▶ **Activity**: Using the text on drugstore store brands below, list every Rite Aid private-label product that an SN visit found on the half aisle in the Muskegon store.

▶ **Selected passage**:

──────────────────────────────

The idea may not be too far-fetched. After all, drug retailers have come a long way from a few standard private-label health and beauty care products to a significant selection of store-branded consumables.

“We used to just see the basics like aspirin, but there's been continued expansion into food as consumer acceptance has increased,” said Dell. “Price differential has been one of the biggest driving factors for consumers, even though the price differences aren't as great as in HBC.”

Ted Taft, managing director, Meridian Consulting, Wilton, Conn., concurred, pointing out a consistent price drop of one-third or more when comparing private-label drug store brands with national brands.

Most drug chains strategically shelf their lower-priced brands beside national-brand products, or they may choose to only offer their own private-label products in a specific category.

“This is a strategy that has been emerging over the last five years,” said Dell. “In some instances, the idea is to have a private-label product that shows greater value than the national brand by offering a similar product at a lower price, or sometimes even more product at a lower price. As for premium private-label products like CVS' Gold Emblem, if it really sells well, a chain could even drop the national product entirely and raise the price slightly on their own private-label item.”

Woonsocket, R.I.-based CVS employs this strategy by offering only its Gold Emblem brand of double-dipped peanuts, butterscotch candy and yogurt raisins. CVS' Gold Emblem Absolutely Divine cookies in chocolate chip macadamia, fudge crème, peanut butter and raspberry crème shortbread varieties are also without a national-brand counterpart.

In categories that warrant the competition, CVS carries both national brands and private-label items. For example, the retailer merchandises Cheez-It snack crackers in 10-ounce packages for $3.49, an 8-ounce box of Kashi TLC country cheddar-flavored all-natural snack crackers for $2.99 and its own Gold Emblem baked cheese snack crackers in a 7-ounce pack for $1.99. CVS declined SN's request for comment.

Rite Aid Corp., Camp Hill, Pa., has also added to its private-label offerings in the past few years. In its January e-scanner newsletter, PLMA reported that Mary Sammons, Rite Aid's president and chief executive officer, told Wall Street analysts that private-label penetration is “well ahead of last year” and the chain has realized good gains in store-brand consumables.

An SN visit to a Rite Aid store in Muskegon revealed half an aisle at the front of the store dedicated solely to private-label products. Rite Aid-branded nuts were shelved next to several flavors of Rite Aid's private-label Fizz-brand soda, cases of its Crystal Lake bottled water and a variety of the retailer's private-label soups.

──────────────────────────────

▶ **Material supplied**:

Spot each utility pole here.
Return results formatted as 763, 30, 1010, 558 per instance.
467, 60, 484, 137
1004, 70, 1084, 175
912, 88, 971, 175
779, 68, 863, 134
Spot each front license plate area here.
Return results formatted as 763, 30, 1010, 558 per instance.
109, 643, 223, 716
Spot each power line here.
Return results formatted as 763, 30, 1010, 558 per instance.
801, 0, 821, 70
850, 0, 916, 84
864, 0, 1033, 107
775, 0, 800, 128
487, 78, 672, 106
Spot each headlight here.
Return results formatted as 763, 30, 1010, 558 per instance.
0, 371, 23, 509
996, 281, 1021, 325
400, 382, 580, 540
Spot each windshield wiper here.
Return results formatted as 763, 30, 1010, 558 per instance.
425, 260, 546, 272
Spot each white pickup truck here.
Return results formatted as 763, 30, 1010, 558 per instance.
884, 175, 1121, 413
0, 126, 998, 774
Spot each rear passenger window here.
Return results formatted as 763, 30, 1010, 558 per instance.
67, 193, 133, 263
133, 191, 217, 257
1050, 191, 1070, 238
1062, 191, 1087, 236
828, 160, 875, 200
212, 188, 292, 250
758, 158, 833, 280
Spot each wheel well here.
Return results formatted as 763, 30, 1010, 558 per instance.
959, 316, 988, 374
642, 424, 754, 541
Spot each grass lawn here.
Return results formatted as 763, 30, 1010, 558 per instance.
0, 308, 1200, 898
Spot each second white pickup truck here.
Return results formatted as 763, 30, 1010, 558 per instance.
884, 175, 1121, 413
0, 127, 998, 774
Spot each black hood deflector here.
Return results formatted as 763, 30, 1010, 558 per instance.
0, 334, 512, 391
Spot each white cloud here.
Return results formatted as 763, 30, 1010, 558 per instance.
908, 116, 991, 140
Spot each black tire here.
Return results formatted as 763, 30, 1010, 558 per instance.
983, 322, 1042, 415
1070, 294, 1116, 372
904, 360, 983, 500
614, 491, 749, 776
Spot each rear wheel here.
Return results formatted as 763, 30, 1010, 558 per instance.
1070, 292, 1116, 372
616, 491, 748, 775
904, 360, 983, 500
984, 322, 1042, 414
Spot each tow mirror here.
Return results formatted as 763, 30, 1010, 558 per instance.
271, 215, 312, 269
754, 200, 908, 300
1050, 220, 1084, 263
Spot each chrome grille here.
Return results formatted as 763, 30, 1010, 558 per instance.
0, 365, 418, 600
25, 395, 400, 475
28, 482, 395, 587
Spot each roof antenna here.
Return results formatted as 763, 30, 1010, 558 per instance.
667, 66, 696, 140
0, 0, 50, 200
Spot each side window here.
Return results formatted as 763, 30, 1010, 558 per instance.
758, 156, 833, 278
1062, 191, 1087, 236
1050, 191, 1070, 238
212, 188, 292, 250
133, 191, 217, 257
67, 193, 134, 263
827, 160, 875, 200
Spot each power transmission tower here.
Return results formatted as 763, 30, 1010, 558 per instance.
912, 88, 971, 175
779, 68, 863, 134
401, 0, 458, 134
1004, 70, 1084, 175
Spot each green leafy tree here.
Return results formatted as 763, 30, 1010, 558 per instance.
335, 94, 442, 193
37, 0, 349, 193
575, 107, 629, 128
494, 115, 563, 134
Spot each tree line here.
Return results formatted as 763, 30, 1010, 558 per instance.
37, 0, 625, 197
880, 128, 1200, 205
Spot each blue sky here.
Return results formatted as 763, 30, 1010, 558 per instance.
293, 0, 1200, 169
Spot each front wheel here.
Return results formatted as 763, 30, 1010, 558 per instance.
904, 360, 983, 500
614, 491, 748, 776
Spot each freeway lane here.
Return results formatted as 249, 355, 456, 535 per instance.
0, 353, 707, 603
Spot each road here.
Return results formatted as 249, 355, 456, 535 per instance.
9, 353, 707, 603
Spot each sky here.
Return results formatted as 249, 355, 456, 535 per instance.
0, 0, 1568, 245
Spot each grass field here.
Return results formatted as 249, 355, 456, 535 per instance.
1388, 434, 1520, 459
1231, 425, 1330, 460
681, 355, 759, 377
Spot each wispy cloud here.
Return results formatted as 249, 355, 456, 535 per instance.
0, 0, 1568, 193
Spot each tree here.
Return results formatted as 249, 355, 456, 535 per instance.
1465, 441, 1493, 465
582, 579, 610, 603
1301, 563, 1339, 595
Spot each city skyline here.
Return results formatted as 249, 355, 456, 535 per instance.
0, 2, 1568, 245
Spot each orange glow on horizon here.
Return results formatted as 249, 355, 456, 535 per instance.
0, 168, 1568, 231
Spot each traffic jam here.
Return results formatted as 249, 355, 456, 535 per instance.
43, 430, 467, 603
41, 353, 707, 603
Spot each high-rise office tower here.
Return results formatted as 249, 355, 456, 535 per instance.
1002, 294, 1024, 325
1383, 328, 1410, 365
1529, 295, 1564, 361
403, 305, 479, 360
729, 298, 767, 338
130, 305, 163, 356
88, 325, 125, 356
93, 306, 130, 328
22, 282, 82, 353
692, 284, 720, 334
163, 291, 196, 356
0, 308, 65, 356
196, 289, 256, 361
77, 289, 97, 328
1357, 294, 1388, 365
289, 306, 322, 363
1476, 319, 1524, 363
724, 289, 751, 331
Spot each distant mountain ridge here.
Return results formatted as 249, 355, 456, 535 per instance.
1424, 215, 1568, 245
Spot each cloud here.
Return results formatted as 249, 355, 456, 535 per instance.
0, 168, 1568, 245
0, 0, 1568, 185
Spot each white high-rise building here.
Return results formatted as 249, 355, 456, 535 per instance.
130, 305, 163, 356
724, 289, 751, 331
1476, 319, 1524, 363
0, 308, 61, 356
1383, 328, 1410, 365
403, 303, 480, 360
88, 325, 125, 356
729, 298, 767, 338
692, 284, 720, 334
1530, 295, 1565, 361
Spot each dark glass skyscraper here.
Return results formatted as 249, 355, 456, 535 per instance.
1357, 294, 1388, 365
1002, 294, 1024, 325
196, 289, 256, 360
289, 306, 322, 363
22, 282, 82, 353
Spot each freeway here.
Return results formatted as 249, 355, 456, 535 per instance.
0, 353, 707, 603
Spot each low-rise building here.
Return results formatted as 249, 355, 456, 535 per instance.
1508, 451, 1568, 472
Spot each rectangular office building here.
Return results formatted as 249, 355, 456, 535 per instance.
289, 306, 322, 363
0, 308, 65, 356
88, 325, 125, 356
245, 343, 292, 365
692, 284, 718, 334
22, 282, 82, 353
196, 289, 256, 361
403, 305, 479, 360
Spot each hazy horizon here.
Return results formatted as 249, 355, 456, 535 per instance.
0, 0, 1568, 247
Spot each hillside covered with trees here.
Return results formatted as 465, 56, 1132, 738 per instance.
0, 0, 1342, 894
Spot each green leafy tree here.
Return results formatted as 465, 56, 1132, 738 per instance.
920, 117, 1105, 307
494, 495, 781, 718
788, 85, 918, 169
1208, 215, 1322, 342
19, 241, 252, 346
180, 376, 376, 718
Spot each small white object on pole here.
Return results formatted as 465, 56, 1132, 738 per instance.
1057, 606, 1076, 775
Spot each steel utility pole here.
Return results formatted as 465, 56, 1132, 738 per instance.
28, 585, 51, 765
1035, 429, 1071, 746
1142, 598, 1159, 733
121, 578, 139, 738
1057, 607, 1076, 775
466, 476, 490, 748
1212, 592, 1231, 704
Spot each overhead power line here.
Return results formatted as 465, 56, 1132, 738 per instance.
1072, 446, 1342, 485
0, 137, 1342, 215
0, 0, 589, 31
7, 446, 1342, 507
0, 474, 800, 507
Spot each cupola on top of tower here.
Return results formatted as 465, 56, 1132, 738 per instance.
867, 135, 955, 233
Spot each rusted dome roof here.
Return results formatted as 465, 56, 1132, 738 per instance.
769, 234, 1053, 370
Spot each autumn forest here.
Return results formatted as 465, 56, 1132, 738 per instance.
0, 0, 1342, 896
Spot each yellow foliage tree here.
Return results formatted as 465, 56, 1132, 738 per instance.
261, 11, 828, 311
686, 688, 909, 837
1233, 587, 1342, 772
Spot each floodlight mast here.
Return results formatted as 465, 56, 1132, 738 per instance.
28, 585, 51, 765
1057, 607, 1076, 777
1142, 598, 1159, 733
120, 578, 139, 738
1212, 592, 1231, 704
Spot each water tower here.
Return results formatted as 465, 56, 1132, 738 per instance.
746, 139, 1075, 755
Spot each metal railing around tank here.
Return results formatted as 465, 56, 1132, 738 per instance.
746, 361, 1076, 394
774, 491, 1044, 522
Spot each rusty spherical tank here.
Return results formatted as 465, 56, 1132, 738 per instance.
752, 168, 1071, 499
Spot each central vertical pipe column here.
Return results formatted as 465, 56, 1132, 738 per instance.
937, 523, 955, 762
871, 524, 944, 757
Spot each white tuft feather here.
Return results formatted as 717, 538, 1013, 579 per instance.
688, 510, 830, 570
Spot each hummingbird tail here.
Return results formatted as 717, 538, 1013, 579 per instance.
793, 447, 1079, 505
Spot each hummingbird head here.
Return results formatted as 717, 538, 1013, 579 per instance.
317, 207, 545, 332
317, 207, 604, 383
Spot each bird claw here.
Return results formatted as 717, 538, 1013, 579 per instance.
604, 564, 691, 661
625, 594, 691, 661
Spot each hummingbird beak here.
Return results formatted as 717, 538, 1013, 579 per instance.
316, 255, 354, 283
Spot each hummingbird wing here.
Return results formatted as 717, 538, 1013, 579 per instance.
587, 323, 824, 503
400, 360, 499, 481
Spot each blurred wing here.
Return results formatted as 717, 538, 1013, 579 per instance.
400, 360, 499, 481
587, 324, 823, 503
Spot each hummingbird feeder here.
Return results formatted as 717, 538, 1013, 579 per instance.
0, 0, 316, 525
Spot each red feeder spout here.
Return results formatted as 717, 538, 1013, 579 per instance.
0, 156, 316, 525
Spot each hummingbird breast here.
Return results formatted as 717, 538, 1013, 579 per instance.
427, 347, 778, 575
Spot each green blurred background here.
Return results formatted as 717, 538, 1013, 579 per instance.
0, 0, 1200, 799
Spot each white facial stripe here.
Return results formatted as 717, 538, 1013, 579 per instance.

──────────────────────────────

▶ **Response box**:
- Rite Aid-branded nuts
- Fizz-brand soda
- Crystal Lake bottled water
- Rite Aid private-label soups